*** SEITENAUSZUG

Zusammenfassung
Der Beitrag hat das Ziel, den Gehalt der Begriffe objektive und wirkliche Vernunft, subjektive oder instrumentelle Vernunft und die Konzeption der Überwindung ihres Gegensatzes möglichst klar, aber auch durchaus kritisch zu vergegenwärtigen. Kritische Theorie behauptet, dass die Vernunft in der Gesellschaft wirklich sei, aber sie verneint die Konzeption, dass ihre Widersprüche in jeweils höheren Stufen eine Auflösung finden können und zugleich in der Wirklichkeit aufgehoben seien.
Horkheimer wird im Beitrag als exemplarisch für die Kritische Theorie und die Kritik der instrumentellen Vernunft nicht nur als Popularisierung der Dialektik der Aufklärung, sondern als notwendige Ergänzung verhandelt. So wesentlich auch die Änderungen sind, die Horkheimers Denken bei der Arbeit an der Dialektik der Aufklärung erfährt, es bleibt fundiert auf dem Konzept der wirklichen Vernunft in unvernünftiger Form, die er der Marxschen Theorie verdankt. Generell ist Vernunft ambivalent: Zwar ist begriffliches Denken ein Instrument der Herrschaft, aber es enthält auch die Perspektive wahrer Allgemeinheit.

******

AUFGABE A — Fasse den Absatz der Zusammenfassung, der mit „Horkheimer wird im Beitrag“ beginnt, als knappe Stichpunktliste zusammen und behalte dabei seine wesentlichen Aussagen bei.
AUFGABE B — Übernimm aus der Zusammenfassung wortgetreu den Abschnitt von „Horkheimer wird im“ bis „Perspektive wahrer Allgemeinheit.“.

*** VORLIEGENDE EINTRÄGE

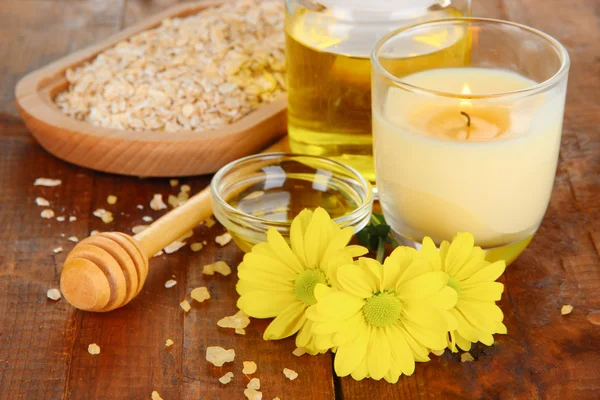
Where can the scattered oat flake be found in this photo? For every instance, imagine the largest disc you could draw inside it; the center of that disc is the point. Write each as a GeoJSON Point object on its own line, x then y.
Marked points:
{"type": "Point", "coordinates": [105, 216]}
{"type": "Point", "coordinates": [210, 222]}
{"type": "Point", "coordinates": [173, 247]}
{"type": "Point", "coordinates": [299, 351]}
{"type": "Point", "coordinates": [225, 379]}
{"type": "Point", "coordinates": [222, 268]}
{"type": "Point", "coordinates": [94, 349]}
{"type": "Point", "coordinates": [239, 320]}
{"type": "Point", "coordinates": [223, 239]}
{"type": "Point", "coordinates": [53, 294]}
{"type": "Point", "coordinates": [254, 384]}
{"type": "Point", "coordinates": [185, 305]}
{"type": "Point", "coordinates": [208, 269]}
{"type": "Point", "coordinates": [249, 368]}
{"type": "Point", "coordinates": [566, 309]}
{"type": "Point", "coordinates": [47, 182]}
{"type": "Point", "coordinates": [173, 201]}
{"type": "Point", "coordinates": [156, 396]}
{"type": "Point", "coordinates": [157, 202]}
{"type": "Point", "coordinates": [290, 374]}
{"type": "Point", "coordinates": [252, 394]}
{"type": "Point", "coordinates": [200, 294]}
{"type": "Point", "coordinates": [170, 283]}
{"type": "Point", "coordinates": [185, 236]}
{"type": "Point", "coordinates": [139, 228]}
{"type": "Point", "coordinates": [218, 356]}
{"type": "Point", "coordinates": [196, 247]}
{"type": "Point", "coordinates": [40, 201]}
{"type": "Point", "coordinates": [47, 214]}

******

FERTIGE ANTWORT A —
- Der Beitrag behandelt Horkheimer als exemplarisch für die Kritische Theorie.
- Die Kritik der instrumentellen Vernunft gilt dort nicht nur als Popularisierung der Dialektik der Aufklärung, sondern als notwendige Ergänzung.
- Horkheimers Denken ändert sich bei der Arbeit an der Dialektik der Aufklärung wesentlich.
- Es bleibt aber auf dem Konzept der wirklichen Vernunft in unvernünftiger Form fundiert, das er der Marxschen Theorie verdankt.
- Vernunft ist ambivalent: Begriffliches Denken ist ein Instrument der Herrschaft, enthält aber auch die Perspektive wahrer Allgemeinheit.

FERTIGE ANTWORT B —
Horkheimer wird im Beitrag als exemplarisch für die Kritische Theorie und die Kritik der instrumentellen Vernunft nicht nur als Popularisierung der Dialektik der Aufklärung, sondern als notwendige Ergänzung verhandelt. So wesentlich auch die Änderungen sind, die Horkheimers Denken bei der Arbeit an der Dialektik der Aufklärung erfährt, es bleibt fundiert auf dem Konzept der wirklichen Vernunft in unvernünftiger Form, die er der Marxschen Theorie verdankt. Generell ist Vernunft ambivalent: Zwar ist begriffliches Denken ein Instrument der Herrschaft, aber es enthält auch die Perspektive wahrer Allgemeinheit.